* **READING TEXT**
^^^^^^^^
Finding no error, we affirm.
The underlying circuit court cases.
1.
In Hanish v. Ford, No. 2000-CA-00133-MR (“Ford”),
the trial court held that: “Mr. Hanish is in fact entitled to
some proceeds from the contract.
The court hereby sets that
amount at twenty-five (25) percent of the attorney fees involved
in the settlement.”
2.
In Hanish v. Kebsch, No. 1999-CA-003023-MR
(“Kebsch”), the trial court ordered that: Hanish’s “lien shall be
enforceable only to the extent of 5% any attorney fee realized by
Plaintiff’s current counsel, whether through settlement or trial
of this case.
This sum represents a proper division of the fee
in proportion to the services performed.
3.
SCR 3.130 (1.5).”
In Hanish v. Peckham, No. 2000-CA-000649-MR
(“Peckham”), the trial court explained that it must determine
whether the lien is valid based upon the alleged agreement of
Smith and Sidney Hanish, KRS 376.460, and the law of this
Commonwealth.
^^^^^^^^
* **GIVEN INSTRUCTION**
Please answer these questions about the court excerpt above:
1. In the Ford case, what share of the attorney fees did the trial court award?
2. In the Kebsch case, to what extent did the trial court make Hanish's lien enforceable?
3. In the Peckham case, which statute did the trial court name?

* **RECORDED INFORMATION**
^^^^^^^^
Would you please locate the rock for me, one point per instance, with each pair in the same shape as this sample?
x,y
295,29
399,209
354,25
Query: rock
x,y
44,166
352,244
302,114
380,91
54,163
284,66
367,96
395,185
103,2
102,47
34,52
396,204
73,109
^^^^^^^^
* **TASK ANSWER**
1. Twenty-five (25) percent of the attorney fees involved in the settlement.
2. Only to the extent of 5% of any attorney fee realized by the plaintiff's current counsel, whether through settlement or trial.
3. KRS 376.460.